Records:
- - -

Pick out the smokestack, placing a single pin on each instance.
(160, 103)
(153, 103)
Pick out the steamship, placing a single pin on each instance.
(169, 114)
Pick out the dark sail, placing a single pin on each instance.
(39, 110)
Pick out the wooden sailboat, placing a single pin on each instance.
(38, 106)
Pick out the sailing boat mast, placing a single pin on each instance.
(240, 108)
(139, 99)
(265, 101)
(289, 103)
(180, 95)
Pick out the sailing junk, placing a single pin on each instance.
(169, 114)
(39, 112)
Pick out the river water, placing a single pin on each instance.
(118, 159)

- - -

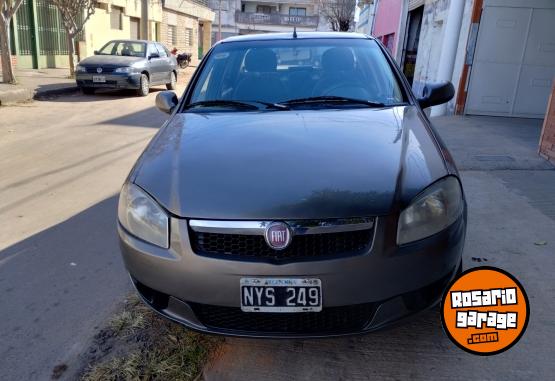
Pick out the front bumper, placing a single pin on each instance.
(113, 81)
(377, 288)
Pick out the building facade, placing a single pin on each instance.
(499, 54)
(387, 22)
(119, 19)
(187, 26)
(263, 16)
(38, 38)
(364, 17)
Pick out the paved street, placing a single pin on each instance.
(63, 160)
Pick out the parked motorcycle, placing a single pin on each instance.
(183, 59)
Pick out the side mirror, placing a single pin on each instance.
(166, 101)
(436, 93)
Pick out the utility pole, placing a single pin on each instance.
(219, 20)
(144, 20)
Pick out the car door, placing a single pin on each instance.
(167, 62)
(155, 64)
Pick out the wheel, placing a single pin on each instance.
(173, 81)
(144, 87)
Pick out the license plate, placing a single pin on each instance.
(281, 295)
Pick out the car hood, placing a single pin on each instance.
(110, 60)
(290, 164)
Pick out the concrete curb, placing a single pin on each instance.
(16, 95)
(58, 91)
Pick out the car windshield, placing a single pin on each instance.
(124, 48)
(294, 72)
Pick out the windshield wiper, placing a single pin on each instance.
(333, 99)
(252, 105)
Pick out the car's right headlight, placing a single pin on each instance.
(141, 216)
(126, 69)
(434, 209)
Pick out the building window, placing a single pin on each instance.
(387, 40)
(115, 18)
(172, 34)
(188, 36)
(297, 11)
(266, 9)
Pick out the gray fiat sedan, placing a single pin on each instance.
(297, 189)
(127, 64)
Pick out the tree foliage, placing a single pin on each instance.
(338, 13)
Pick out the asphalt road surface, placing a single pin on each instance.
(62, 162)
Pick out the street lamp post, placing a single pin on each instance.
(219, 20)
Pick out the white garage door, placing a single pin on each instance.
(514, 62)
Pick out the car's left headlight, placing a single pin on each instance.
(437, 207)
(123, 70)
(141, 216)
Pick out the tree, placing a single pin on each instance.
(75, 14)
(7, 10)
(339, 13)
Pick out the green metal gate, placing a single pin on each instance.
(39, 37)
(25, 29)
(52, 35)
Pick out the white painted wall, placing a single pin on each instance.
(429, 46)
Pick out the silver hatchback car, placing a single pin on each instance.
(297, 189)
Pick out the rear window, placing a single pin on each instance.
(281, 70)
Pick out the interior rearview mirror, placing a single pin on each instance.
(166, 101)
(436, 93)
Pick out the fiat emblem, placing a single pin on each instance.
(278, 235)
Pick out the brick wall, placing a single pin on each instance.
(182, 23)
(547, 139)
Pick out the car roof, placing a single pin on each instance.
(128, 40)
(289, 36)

- - -

--- Goal ---
Show each line of the records in which the word "wall" occurs. Letter case must match.

--- Problem solution ---
Pick out the white painted wall, placing a single pin on each instance.
Pick out the brick wall, placing a single pin on each instance.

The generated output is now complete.